Saved entries:
┌────────
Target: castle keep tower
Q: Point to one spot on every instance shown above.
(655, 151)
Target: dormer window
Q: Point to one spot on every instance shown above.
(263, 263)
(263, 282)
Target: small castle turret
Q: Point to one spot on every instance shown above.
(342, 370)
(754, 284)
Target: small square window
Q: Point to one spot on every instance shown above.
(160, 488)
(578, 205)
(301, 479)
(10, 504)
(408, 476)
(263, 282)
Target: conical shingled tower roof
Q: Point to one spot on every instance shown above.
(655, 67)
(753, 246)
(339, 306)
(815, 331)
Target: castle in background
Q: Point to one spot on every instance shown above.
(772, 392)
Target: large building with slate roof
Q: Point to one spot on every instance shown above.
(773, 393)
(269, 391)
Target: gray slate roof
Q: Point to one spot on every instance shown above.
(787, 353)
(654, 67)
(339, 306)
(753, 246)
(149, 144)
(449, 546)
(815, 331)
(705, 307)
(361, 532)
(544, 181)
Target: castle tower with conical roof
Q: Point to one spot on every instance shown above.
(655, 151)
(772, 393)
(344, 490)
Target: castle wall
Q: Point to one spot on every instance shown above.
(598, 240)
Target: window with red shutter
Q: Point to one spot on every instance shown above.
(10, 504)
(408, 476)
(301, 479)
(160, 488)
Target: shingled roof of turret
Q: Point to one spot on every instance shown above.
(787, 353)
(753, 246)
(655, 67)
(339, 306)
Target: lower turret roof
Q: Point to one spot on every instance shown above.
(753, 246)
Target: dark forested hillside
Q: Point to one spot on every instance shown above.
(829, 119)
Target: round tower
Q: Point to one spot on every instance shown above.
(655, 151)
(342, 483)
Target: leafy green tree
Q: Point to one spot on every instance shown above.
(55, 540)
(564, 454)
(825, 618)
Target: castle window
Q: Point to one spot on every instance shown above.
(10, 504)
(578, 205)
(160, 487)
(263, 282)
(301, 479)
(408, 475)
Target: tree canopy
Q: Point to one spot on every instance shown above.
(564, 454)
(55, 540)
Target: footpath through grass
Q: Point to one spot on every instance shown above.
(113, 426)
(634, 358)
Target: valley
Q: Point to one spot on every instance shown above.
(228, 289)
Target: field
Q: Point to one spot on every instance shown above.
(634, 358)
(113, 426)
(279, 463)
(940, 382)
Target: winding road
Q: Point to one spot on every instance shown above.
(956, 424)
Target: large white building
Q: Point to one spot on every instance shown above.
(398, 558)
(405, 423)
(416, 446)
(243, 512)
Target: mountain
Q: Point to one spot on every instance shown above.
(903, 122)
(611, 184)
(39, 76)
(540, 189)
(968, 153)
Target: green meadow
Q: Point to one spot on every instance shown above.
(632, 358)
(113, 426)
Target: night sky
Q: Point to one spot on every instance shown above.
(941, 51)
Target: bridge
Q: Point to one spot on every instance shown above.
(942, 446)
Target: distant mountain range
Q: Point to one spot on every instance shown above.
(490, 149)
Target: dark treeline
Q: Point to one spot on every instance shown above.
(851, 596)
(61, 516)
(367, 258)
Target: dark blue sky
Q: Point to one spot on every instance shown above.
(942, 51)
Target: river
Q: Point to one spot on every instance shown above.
└────────
*Given request*
Render every line of the saved entries above as a Markdown table with the columns "Row" and "Text", numbering the rows in order and skipping blank lines.

*Right answer*
| Row | Text |
|---|---|
| 1 | Target: castle keep tower |
| 2 | Q: Point to one spot on every instance shown above. |
| 3 | (655, 151) |
| 4 | Target: dormer window |
| 5 | Q: Point to one spot on every instance shown above. |
| 6 | (263, 263) |
| 7 | (263, 282) |
| 8 | Target: small castle turret |
| 9 | Q: Point to one spot on every instance shown above. |
| 10 | (342, 370) |
| 11 | (754, 284) |
| 12 | Target: small square window |
| 13 | Q: Point to one spot on every instance shown above. |
| 14 | (160, 488) |
| 15 | (578, 205) |
| 16 | (301, 479) |
| 17 | (10, 504) |
| 18 | (408, 476) |
| 19 | (263, 282) |
| 20 | Target: conical shingled tower roof |
| 21 | Q: Point to one spot on every instance shown above. |
| 22 | (655, 67) |
| 23 | (753, 246) |
| 24 | (339, 306) |
| 25 | (815, 331) |
| 26 | Target: castle in background |
| 27 | Q: Point to one spot on every instance shown above. |
| 28 | (772, 392) |
| 29 | Target: large building with slate roof |
| 30 | Q: Point to one spot on every instance shown above. |
| 31 | (773, 393) |
| 32 | (269, 391) |
| 33 | Target: gray slate roof |
| 34 | Q: Point to one spot on every instance shown above. |
| 35 | (787, 353) |
| 36 | (654, 67) |
| 37 | (339, 306) |
| 38 | (753, 246) |
| 39 | (149, 144) |
| 40 | (449, 546) |
| 41 | (815, 331) |
| 42 | (705, 307) |
| 43 | (361, 532) |
| 44 | (544, 181) |
| 45 | Target: castle tower with conical roof |
| 46 | Q: Point to one spot on every instance shown above. |
| 47 | (655, 151) |
| 48 | (772, 393) |
| 49 | (344, 490) |
| 50 | Target: castle wall |
| 51 | Q: Point to one spot on every instance shown above. |
| 52 | (598, 240) |
| 53 | Target: window with red shutter |
| 54 | Q: Point to one spot on every instance shown above. |
| 55 | (10, 504) |
| 56 | (408, 476) |
| 57 | (301, 479) |
| 58 | (160, 488) |
| 59 | Target: shingled roof of turret |
| 60 | Q: Point to one spot on every instance shown above. |
| 61 | (787, 353) |
| 62 | (753, 246) |
| 63 | (655, 67) |
| 64 | (339, 306) |
| 65 | Target: lower turret roof |
| 66 | Q: Point to one spot on every instance shown above. |
| 67 | (753, 246) |
| 68 | Target: dark forested hillside |
| 69 | Q: Point to one spot on every instance shown above. |
| 70 | (829, 119) |
| 71 | Target: round tower |
| 72 | Q: Point to one spot on every instance shown above. |
| 73 | (655, 151) |
| 74 | (342, 483) |
| 75 | Target: leafy green tree |
| 76 | Q: Point to one spot on every instance shown above. |
| 77 | (55, 540) |
| 78 | (564, 454) |
| 79 | (825, 618) |
| 80 | Target: castle window |
| 81 | Q: Point to one spot on every instance shown above. |
| 82 | (10, 504) |
| 83 | (578, 205) |
| 84 | (160, 487) |
| 85 | (263, 282) |
| 86 | (301, 479) |
| 87 | (408, 475) |
| 88 | Target: tree canopy |
| 89 | Q: Point to one spot on every instance shown above. |
| 90 | (564, 454) |
| 91 | (55, 540) |
| 92 | Target: footpath through grass |
| 93 | Q: Point to one spot on every instance shown above. |
| 94 | (113, 426) |
| 95 | (634, 358) |
| 96 | Target: valley |
| 97 | Q: Point to one spot on every instance shown above. |
| 98 | (228, 289) |
| 99 | Target: field |
| 100 | Q: Point to one spot on every instance shown above. |
| 101 | (634, 358) |
| 102 | (113, 426) |
| 103 | (279, 463) |
| 104 | (940, 382) |
| 105 | Target: winding road |
| 106 | Q: Point to one spot on every instance shown above. |
| 107 | (956, 424) |
| 108 | Target: large white building |
| 109 | Q: Point to one spot on every instance shown above. |
| 110 | (398, 558) |
| 111 | (405, 423) |
| 112 | (416, 446) |
| 113 | (243, 512) |
| 114 | Target: mountain |
| 115 | Q: Point to one spot on every instance shown above. |
| 116 | (903, 122) |
| 117 | (611, 184) |
| 118 | (39, 76) |
| 119 | (540, 189) |
| 120 | (968, 153) |
| 121 | Target: green meadow |
| 122 | Q: Point to one spot on every instance shown above. |
| 123 | (632, 358) |
| 124 | (113, 426) |
| 125 | Target: night sky |
| 126 | Q: Point to one spot on every instance shown above. |
| 127 | (941, 51) |
| 128 | Target: bridge |
| 129 | Q: Point to one spot on every instance shown above. |
| 130 | (942, 446) |
| 131 | Target: distant mountain range |
| 132 | Q: Point to one spot on every instance shown above. |
| 133 | (490, 149) |
| 134 | Target: dark treeline |
| 135 | Q: Point to one spot on every instance shown above. |
| 136 | (851, 596) |
| 137 | (61, 516) |
| 138 | (367, 258) |
| 139 | Target: dark blue sky |
| 140 | Q: Point to one spot on every instance shown above. |
| 141 | (942, 51) |
| 142 | Target: river |
| 143 | Q: Point to one spot on every instance shown above. |